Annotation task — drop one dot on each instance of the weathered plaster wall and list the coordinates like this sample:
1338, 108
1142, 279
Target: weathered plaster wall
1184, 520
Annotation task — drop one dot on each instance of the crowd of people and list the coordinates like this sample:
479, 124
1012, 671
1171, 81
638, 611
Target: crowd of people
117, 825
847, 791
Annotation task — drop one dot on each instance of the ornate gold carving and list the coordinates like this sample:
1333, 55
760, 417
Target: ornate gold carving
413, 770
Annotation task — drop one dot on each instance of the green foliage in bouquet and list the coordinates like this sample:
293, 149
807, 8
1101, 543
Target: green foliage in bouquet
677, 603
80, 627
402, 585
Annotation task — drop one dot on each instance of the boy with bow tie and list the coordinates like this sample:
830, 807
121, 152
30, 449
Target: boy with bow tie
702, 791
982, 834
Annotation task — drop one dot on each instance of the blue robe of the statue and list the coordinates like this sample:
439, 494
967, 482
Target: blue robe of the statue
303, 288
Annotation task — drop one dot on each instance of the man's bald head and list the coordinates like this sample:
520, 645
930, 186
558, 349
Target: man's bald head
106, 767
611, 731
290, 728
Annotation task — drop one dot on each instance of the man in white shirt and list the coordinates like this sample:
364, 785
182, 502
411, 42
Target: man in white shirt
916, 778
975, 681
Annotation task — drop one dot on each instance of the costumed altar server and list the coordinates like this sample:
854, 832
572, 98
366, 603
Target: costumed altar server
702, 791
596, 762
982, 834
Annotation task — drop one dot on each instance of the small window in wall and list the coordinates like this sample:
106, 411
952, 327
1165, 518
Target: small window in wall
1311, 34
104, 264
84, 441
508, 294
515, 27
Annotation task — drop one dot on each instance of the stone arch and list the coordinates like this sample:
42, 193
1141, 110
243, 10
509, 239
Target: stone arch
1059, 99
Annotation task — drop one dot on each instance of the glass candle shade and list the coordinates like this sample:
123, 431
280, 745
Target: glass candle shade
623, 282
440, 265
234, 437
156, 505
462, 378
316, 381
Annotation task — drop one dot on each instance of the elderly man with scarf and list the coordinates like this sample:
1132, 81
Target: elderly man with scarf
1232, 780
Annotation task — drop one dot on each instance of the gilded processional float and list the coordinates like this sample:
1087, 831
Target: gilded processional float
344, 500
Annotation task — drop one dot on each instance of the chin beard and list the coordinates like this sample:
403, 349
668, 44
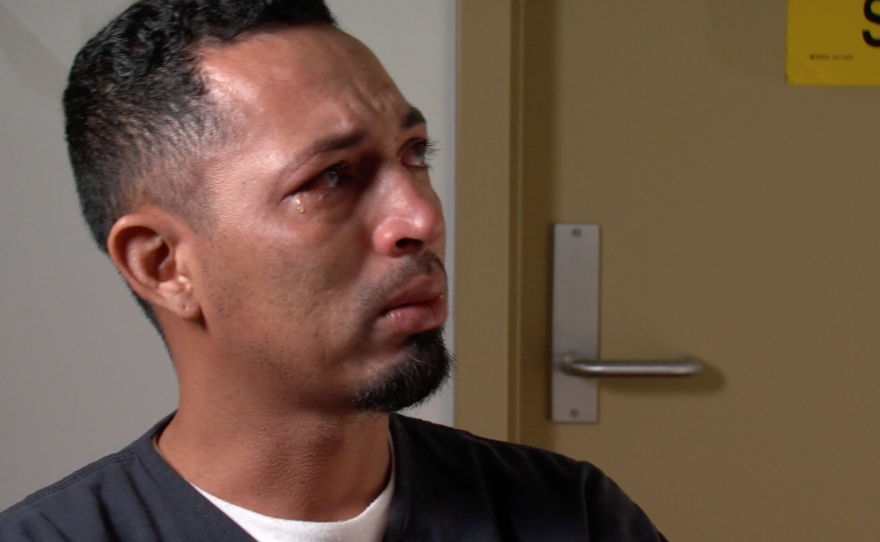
──────────────────────────────
#### Problem statement:
Copy verbatim the span that opens at the line with "of the costumed" and closes at the final line of the listing. Do not carry over any pictures.

#### Result of this exercise:
Annotation task — drop one dot on each instance of the costumed altar server and list the coordinates like this sample:
854, 832
572, 98
366, 603
Target: costumed altar server
702, 791
596, 762
982, 834
Annotation task — drop one dot on each instance of the small window in wall and list the coordinates like this sample:
106, 411
952, 327
1165, 518
Target: small window in wall
1311, 34
104, 264
84, 441
508, 294
515, 27
Annotation task — drop one dot on each instance of the stone arch and list the coordinates like this sample:
42, 193
1141, 110
243, 10
509, 239
Target: stone arch
1059, 99
Annotation task — drop one dot on each instance of the glass candle shade and list the coordinates like this sample:
123, 431
280, 745
Target: glass candle shade
623, 282
440, 265
234, 437
156, 505
462, 378
316, 381
Annotation task — drop one dot on each instance of the elderly man with scarf and list the coordinates like this sample:
1132, 81
Target: elderly man with scarf
1232, 780
Annotation task — drop one dot on each instance of the gilded processional float and list the coordinates like this sample:
1087, 831
Target: gilded processional float
344, 500
Annotation task — drop one dot on each instance of the chin beard and list the coordinates like this sample:
403, 349
668, 44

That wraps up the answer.